**WHAT THE TASK ASKS**
In the data below, find each line that contains the word "flame" and copy it.

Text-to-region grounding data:
.....

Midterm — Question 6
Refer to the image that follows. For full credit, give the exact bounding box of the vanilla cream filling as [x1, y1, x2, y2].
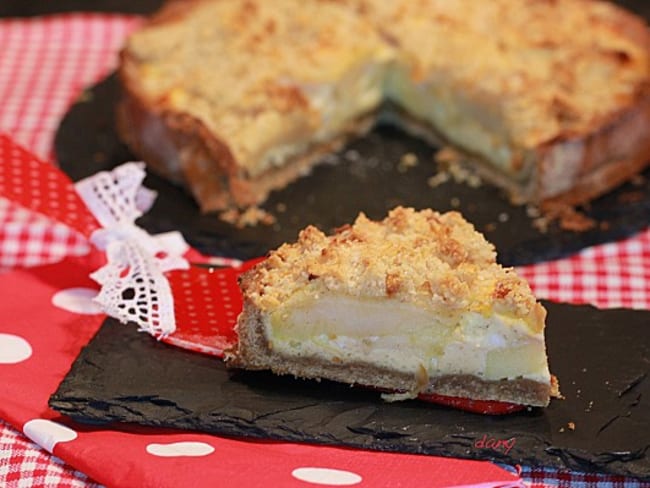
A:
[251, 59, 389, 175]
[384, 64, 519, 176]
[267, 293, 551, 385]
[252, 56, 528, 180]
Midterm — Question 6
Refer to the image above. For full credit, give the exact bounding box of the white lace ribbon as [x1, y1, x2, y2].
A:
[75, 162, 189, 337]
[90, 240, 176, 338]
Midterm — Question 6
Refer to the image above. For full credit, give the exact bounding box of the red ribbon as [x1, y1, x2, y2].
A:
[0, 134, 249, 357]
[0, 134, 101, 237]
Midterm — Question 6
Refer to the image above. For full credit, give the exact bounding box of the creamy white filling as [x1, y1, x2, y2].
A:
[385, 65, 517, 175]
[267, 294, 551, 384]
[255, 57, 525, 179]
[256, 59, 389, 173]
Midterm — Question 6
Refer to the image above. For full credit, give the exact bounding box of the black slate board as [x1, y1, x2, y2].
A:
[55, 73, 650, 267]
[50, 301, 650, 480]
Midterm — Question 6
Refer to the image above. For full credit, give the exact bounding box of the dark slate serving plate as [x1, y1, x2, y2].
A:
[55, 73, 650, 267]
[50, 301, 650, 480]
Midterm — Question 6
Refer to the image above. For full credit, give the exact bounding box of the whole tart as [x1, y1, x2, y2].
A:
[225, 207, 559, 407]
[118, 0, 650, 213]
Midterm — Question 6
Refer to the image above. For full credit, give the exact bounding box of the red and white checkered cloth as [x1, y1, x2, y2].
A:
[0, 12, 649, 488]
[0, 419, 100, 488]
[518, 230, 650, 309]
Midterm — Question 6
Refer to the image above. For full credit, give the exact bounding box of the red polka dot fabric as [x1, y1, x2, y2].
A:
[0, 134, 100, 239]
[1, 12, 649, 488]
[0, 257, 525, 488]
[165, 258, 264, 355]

.....

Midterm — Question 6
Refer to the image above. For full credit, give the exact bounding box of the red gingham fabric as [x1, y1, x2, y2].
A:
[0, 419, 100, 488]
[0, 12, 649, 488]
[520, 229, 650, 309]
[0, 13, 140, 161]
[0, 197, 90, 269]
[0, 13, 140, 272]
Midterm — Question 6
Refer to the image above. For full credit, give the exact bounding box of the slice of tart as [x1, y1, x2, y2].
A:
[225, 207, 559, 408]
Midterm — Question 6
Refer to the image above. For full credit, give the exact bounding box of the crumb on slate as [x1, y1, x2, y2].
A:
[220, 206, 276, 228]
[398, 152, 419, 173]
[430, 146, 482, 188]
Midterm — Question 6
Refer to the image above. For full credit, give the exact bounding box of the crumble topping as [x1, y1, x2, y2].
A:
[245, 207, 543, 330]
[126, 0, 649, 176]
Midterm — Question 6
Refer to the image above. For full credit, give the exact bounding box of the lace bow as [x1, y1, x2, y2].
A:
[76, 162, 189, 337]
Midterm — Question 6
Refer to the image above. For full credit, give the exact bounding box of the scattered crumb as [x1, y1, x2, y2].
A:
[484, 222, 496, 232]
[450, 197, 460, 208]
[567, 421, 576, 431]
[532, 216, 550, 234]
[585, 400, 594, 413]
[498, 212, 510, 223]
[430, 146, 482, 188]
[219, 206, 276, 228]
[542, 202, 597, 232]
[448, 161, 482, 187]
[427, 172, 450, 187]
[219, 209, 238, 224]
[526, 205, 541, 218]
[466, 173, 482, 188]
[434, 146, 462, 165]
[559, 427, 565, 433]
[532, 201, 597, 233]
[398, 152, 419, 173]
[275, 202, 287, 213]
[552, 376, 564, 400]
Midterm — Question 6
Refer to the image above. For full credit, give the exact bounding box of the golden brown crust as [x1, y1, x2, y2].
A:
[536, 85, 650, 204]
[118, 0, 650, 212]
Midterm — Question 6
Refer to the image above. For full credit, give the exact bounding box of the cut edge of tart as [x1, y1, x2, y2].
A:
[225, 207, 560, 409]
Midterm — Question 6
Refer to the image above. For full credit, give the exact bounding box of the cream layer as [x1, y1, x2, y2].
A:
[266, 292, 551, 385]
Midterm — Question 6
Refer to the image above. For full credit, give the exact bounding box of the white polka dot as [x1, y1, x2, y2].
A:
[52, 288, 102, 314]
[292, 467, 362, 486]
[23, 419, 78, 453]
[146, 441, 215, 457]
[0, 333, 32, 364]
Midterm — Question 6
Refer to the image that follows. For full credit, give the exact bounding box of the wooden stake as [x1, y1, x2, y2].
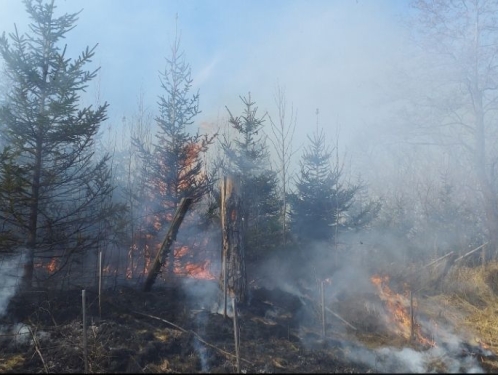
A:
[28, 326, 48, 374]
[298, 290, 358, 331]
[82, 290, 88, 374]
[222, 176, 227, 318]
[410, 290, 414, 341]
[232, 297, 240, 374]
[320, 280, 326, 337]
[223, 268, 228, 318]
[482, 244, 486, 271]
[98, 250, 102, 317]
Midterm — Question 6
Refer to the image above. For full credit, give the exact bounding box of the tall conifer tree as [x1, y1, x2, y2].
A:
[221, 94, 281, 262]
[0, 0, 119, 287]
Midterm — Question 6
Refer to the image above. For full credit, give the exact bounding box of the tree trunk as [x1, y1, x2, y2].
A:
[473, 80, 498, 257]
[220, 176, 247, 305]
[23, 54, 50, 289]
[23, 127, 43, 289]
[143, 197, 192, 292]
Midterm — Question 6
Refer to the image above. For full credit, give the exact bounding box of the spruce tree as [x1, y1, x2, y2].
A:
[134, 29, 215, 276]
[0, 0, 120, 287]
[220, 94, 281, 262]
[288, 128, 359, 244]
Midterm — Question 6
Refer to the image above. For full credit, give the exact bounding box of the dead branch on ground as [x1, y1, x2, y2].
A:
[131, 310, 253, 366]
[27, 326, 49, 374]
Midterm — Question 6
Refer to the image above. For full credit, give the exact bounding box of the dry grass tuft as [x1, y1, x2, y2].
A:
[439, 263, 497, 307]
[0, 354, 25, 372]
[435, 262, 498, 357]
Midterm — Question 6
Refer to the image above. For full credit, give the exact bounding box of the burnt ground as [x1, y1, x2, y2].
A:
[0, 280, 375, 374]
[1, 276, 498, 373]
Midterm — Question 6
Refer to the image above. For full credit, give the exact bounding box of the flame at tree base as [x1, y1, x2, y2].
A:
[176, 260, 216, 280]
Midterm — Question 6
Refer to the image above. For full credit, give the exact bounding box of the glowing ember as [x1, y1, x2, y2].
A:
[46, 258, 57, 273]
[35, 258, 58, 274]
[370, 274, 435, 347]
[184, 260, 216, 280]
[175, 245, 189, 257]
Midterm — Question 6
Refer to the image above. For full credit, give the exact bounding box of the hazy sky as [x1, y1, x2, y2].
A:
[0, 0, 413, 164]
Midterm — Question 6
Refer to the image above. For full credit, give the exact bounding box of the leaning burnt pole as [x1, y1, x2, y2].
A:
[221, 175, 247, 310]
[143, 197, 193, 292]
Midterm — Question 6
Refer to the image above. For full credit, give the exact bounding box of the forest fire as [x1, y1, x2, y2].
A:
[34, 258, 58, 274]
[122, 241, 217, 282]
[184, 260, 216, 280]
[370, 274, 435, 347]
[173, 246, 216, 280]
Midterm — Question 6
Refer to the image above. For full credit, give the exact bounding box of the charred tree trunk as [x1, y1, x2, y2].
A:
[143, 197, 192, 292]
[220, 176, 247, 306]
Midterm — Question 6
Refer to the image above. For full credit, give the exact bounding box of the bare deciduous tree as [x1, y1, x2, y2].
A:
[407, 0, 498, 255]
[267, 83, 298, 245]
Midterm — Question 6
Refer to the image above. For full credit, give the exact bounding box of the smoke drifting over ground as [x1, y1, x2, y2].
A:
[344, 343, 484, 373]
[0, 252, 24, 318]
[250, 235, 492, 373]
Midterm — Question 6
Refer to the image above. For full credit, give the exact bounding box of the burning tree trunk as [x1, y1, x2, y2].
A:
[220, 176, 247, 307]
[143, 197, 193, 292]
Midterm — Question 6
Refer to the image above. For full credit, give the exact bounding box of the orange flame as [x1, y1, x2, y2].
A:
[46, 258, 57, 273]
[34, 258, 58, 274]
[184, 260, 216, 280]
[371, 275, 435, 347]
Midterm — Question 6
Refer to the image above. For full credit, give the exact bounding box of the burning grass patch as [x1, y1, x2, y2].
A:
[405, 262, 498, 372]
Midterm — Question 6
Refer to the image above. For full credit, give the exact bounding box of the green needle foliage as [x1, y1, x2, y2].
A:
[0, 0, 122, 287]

.....

**YOUR RESPONSE**
Refer to the image above. For full credit, give the exact bounding box of the flame at tree base as [x1, y1, x2, y2].
Refer to the image above. For full credit, give the exact bounding box of the orange flame as [x1, y1, x2, y2].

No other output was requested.